HOW TO COMPLETE THIS TASK |
What is the number of lines in these records that hold the word "below"? Reply with that number alone.

----------

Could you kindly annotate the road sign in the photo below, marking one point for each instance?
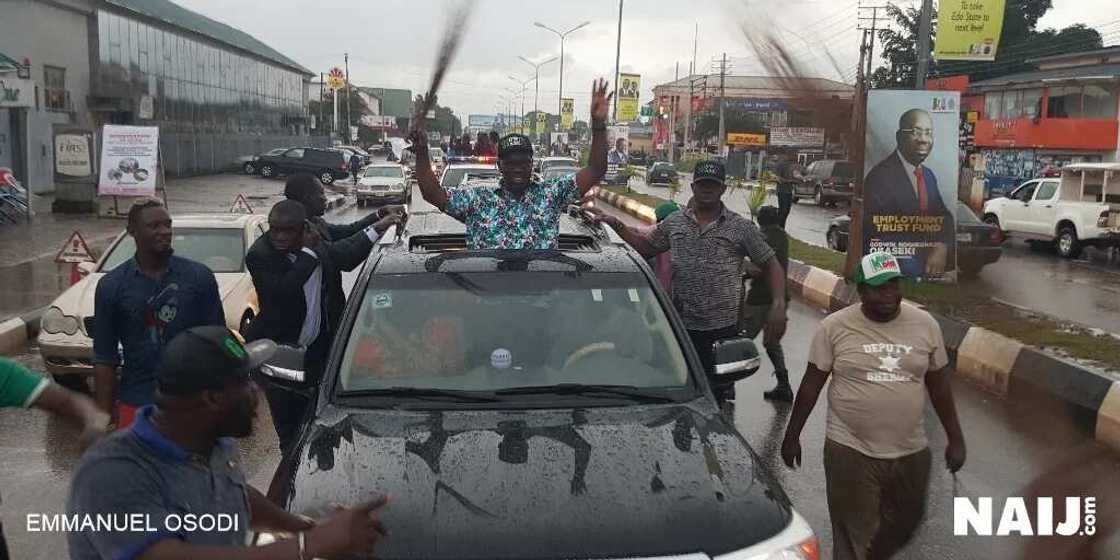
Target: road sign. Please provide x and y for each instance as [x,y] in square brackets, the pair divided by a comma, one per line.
[336,78]
[75,251]
[241,205]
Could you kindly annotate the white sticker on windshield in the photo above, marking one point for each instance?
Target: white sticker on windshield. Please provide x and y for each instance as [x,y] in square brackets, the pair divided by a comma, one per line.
[382,300]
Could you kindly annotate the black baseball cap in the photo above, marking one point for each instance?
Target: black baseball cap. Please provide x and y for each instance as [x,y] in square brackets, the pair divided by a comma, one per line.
[514,143]
[709,170]
[205,358]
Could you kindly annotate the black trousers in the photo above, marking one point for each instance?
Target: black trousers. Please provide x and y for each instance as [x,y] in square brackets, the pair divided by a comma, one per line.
[702,342]
[290,402]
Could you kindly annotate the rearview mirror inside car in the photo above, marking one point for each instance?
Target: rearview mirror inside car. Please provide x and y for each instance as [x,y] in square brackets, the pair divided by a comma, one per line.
[736,357]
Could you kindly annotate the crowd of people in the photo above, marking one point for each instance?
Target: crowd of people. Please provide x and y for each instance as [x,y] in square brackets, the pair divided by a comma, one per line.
[173,384]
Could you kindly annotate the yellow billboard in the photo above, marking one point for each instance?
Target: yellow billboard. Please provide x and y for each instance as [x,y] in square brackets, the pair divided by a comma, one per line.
[630,84]
[969,29]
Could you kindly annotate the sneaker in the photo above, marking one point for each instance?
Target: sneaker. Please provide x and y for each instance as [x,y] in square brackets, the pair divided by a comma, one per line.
[780,393]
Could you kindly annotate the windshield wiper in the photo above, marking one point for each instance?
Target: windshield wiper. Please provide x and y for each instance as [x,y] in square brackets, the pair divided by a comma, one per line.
[421,393]
[568,389]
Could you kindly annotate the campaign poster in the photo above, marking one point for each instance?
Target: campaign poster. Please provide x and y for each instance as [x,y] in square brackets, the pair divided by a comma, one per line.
[129,160]
[630,84]
[910,183]
[969,29]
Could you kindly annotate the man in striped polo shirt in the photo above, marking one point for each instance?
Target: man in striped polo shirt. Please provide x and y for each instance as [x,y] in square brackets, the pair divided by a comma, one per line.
[708,243]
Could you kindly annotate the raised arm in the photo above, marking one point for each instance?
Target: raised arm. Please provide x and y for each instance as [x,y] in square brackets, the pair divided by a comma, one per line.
[597,161]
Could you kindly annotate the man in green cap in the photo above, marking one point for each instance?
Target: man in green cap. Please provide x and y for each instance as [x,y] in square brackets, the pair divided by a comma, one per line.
[884,356]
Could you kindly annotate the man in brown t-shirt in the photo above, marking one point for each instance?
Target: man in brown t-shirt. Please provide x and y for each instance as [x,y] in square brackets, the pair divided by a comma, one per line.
[883,356]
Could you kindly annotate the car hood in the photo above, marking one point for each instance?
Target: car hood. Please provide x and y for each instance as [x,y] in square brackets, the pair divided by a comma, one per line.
[584,483]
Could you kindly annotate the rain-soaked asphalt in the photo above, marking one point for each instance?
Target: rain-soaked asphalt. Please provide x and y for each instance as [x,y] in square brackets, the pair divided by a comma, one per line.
[1084,290]
[1009,444]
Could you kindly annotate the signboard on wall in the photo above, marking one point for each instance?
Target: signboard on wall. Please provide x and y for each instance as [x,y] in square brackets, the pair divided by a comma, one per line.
[129,160]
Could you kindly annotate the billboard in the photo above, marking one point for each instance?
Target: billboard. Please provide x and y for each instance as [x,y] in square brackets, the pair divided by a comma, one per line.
[969,29]
[630,84]
[910,184]
[567,112]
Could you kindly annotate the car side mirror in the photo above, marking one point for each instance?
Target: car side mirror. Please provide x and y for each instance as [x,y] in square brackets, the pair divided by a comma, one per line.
[286,364]
[736,358]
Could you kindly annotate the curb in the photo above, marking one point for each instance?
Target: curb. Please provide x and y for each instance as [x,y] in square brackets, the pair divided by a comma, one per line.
[982,357]
[17,332]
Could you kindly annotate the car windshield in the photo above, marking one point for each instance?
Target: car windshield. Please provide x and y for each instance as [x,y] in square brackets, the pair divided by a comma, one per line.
[221,249]
[454,176]
[383,171]
[498,330]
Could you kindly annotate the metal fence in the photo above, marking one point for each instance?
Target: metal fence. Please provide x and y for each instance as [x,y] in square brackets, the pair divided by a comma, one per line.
[186,154]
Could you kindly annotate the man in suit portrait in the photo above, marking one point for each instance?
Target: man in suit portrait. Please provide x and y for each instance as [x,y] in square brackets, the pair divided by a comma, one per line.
[902,185]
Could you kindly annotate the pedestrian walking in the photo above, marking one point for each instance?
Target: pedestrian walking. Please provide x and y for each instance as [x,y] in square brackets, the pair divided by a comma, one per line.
[178,462]
[789,176]
[708,243]
[756,305]
[884,355]
[140,306]
[520,213]
[298,281]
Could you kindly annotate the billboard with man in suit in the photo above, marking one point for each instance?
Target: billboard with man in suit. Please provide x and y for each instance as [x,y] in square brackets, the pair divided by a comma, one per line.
[910,187]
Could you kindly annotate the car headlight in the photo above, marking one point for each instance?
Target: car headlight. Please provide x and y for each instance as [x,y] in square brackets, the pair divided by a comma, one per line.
[54,322]
[795,542]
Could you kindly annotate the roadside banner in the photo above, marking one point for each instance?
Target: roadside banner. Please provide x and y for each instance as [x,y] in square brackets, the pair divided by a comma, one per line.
[567,113]
[630,85]
[129,160]
[241,205]
[910,187]
[969,29]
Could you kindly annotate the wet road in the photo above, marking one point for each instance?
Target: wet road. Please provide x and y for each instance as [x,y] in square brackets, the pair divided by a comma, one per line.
[1085,290]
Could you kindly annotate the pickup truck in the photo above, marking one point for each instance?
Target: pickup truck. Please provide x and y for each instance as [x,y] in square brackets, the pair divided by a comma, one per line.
[1080,208]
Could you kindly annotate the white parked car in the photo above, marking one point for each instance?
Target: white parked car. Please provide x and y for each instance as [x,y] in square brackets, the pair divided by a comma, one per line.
[1080,208]
[220,241]
[383,184]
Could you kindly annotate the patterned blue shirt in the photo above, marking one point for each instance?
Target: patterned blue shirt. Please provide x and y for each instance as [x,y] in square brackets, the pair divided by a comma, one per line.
[496,220]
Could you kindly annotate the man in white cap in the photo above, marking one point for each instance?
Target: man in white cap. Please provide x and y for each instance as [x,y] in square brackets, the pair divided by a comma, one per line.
[884,356]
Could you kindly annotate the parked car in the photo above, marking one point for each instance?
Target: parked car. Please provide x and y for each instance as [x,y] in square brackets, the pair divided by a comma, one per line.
[1080,208]
[383,184]
[218,241]
[531,404]
[978,244]
[828,182]
[326,164]
[249,164]
[661,173]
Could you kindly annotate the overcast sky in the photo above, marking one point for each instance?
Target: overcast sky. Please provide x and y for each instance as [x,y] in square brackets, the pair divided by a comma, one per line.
[393,43]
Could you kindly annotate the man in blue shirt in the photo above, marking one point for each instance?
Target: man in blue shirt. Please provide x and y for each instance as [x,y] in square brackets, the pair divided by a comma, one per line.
[520,213]
[140,306]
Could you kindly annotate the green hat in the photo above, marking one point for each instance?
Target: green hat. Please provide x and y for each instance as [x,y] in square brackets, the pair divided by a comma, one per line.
[876,269]
[664,210]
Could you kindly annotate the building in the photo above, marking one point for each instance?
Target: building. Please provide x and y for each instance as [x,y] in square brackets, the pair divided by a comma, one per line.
[1034,122]
[806,118]
[215,92]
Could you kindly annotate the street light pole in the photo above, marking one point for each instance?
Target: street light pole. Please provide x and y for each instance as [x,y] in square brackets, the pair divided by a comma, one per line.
[562,36]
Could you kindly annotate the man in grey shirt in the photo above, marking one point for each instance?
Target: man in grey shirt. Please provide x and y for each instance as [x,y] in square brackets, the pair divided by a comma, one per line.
[171,486]
[709,243]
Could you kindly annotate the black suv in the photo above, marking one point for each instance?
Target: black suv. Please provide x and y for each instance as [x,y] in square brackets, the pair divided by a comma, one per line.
[530,404]
[323,162]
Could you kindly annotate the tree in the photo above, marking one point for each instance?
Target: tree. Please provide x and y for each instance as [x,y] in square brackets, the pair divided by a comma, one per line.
[1019,42]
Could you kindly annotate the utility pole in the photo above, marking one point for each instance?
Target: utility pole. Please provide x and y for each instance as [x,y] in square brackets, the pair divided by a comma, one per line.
[924,36]
[722,128]
[348,120]
[618,53]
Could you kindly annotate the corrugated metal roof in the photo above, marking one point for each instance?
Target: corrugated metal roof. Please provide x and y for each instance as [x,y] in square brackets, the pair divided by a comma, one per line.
[175,15]
[1026,77]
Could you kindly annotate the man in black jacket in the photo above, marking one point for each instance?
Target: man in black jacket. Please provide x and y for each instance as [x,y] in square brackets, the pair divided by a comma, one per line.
[298,280]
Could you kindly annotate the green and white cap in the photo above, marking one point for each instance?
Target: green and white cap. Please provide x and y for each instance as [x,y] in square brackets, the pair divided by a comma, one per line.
[876,269]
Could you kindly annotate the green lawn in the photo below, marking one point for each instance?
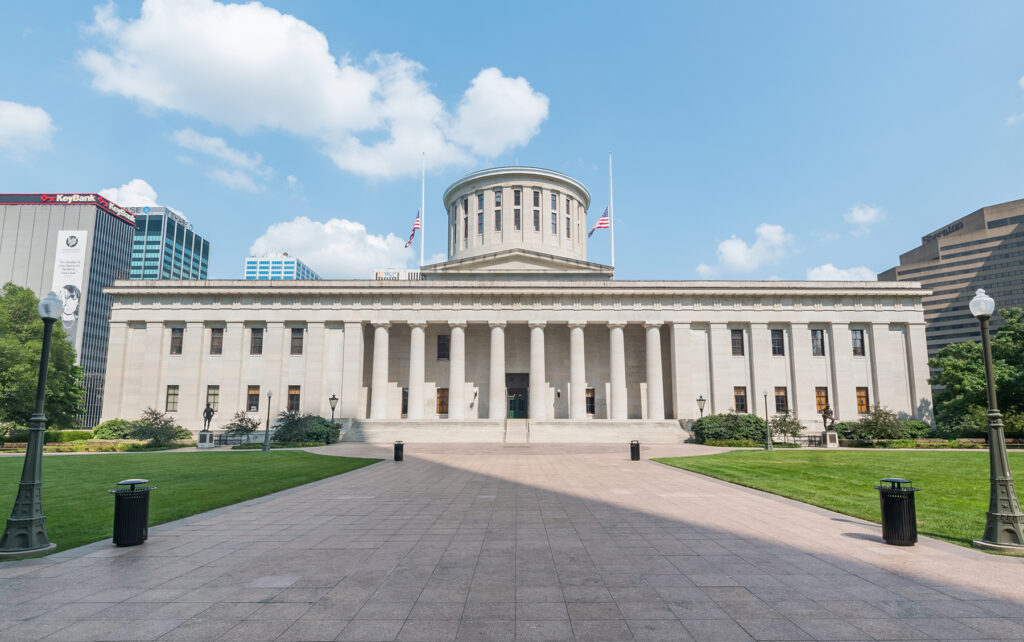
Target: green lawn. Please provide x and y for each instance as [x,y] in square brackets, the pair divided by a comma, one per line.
[951,504]
[79,510]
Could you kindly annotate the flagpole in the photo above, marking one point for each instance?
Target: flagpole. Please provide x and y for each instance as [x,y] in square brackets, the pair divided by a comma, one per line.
[611,212]
[423,203]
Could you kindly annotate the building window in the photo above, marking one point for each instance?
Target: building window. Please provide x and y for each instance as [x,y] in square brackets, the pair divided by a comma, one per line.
[777,343]
[739,398]
[172,398]
[862,405]
[858,342]
[781,399]
[213,397]
[820,398]
[818,342]
[737,342]
[177,336]
[216,341]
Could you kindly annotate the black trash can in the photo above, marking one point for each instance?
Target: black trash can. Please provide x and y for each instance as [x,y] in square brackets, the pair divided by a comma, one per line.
[131,512]
[899,515]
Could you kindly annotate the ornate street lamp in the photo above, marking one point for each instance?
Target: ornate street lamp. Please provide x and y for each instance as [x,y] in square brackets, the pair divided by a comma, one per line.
[266,435]
[768,445]
[1003,526]
[26,531]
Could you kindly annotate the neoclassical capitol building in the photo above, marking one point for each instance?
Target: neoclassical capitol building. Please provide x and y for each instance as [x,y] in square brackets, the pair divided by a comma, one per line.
[516,337]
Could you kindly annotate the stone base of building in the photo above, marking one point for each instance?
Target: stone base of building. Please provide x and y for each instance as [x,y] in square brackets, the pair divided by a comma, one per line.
[514,431]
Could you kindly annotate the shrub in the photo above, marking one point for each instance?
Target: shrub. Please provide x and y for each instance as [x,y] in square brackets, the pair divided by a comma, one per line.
[299,428]
[719,427]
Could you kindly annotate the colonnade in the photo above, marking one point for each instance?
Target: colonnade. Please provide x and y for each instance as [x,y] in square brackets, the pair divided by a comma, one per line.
[539,409]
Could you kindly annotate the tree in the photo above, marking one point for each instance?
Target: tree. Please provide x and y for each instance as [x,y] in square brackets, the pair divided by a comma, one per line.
[20,348]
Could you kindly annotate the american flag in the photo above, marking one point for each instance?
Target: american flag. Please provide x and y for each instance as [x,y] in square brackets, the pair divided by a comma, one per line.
[416,225]
[602,223]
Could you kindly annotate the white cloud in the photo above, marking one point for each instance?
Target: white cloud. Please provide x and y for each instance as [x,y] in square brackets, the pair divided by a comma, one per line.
[249,67]
[135,193]
[25,128]
[335,249]
[830,272]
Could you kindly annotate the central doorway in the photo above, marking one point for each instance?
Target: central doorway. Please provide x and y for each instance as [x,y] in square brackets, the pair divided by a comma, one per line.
[516,392]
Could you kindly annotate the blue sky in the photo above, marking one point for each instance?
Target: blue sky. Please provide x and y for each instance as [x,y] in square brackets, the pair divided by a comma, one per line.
[751,140]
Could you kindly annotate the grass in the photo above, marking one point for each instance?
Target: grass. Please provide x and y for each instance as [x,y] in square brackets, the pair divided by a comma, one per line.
[79,510]
[950,506]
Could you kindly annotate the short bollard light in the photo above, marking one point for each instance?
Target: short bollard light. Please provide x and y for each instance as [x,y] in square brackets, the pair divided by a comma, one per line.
[899,515]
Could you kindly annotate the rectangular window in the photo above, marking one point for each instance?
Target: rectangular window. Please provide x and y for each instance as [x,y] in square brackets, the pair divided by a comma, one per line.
[862,405]
[177,336]
[820,398]
[777,343]
[216,341]
[213,397]
[737,342]
[858,342]
[781,399]
[818,342]
[739,398]
[172,398]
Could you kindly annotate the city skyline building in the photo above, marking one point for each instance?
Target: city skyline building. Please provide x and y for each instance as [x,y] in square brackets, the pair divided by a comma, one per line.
[984,249]
[75,245]
[165,247]
[273,266]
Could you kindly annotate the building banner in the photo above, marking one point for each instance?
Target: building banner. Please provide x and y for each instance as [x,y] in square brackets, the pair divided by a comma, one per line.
[69,270]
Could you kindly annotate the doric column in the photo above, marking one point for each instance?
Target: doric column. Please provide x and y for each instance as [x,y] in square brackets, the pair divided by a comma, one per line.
[655,388]
[457,376]
[616,364]
[578,373]
[538,379]
[496,398]
[378,384]
[416,370]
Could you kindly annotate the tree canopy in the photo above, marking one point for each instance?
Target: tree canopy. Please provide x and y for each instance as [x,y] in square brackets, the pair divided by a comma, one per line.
[20,348]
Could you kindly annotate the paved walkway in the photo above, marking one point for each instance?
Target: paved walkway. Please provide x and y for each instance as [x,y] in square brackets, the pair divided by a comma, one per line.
[526,543]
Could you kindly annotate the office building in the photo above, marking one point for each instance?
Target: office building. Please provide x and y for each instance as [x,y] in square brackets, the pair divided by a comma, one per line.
[75,245]
[165,247]
[984,249]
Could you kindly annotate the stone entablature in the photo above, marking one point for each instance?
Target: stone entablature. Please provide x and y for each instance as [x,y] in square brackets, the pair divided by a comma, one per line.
[622,349]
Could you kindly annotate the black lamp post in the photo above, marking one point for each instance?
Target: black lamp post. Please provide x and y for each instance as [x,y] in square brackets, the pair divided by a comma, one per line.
[768,445]
[266,435]
[26,531]
[1003,526]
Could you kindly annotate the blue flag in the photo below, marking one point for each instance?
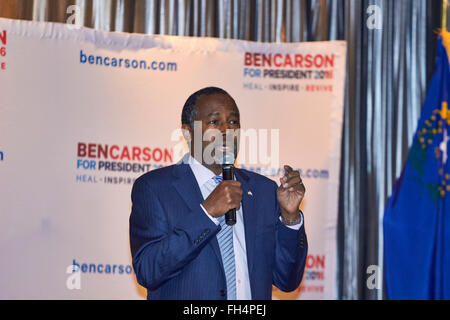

----------

EXERCISE OUTPUT |
3